The input
★ ★ ★

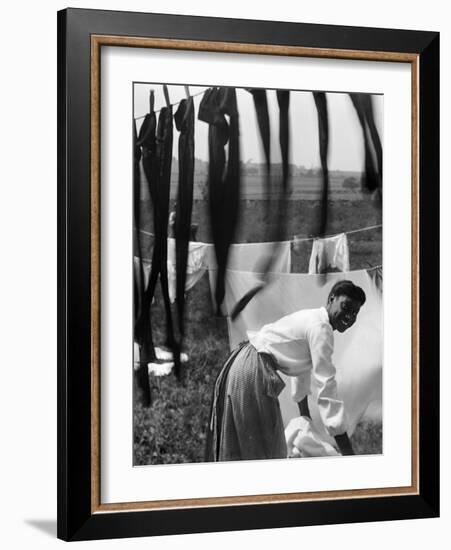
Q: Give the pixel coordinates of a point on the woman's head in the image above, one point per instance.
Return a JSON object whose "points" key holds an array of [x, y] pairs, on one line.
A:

★ ★ ★

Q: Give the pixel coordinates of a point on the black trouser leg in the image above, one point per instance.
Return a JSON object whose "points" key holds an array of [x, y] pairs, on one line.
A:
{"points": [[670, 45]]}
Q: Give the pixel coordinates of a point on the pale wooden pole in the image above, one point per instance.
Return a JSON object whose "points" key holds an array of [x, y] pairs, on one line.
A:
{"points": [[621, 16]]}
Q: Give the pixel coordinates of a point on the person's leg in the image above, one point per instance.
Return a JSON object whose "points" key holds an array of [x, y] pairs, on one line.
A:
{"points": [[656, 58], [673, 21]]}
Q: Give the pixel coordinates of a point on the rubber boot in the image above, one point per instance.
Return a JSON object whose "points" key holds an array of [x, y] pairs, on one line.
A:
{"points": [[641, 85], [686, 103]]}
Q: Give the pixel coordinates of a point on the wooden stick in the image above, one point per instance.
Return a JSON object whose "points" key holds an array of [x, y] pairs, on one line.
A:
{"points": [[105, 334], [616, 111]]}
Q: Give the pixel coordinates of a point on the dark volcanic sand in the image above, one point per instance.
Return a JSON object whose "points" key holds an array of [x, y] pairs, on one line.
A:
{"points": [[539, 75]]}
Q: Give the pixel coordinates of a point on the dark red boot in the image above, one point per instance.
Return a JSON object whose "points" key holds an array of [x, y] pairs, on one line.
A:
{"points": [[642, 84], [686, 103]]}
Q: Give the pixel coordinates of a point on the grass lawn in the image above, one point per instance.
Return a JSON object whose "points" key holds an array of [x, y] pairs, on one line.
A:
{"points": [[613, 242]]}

★ ★ ★

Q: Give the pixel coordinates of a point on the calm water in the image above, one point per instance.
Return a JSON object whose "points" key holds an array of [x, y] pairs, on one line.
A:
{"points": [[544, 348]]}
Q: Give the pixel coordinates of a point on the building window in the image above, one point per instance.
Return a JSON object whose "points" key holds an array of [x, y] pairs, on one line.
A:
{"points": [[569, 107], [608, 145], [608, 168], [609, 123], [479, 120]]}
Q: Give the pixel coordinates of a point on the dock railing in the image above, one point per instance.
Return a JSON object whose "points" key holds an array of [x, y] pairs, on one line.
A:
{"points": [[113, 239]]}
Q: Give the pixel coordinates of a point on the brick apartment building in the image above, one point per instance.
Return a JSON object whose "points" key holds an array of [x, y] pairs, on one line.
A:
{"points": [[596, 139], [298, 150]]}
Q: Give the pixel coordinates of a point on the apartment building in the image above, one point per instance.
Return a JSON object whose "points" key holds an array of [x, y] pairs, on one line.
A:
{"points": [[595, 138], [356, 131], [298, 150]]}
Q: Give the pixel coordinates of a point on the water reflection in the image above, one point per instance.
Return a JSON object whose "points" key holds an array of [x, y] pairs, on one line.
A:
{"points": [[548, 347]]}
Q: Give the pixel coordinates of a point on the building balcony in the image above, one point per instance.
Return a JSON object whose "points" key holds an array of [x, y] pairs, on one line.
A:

★ ★ ★

What is expected
Please pull out every line of the listing above that contains the string "water", matching case exactly, and list those lines unchanged in their original order.

Response to the exercise
Q: Give the pixel coordinates of a point on the calm water in the image above, one point per instance.
Q: Give the pixel coordinates of a point on the water reflection in the image above, one point per instance.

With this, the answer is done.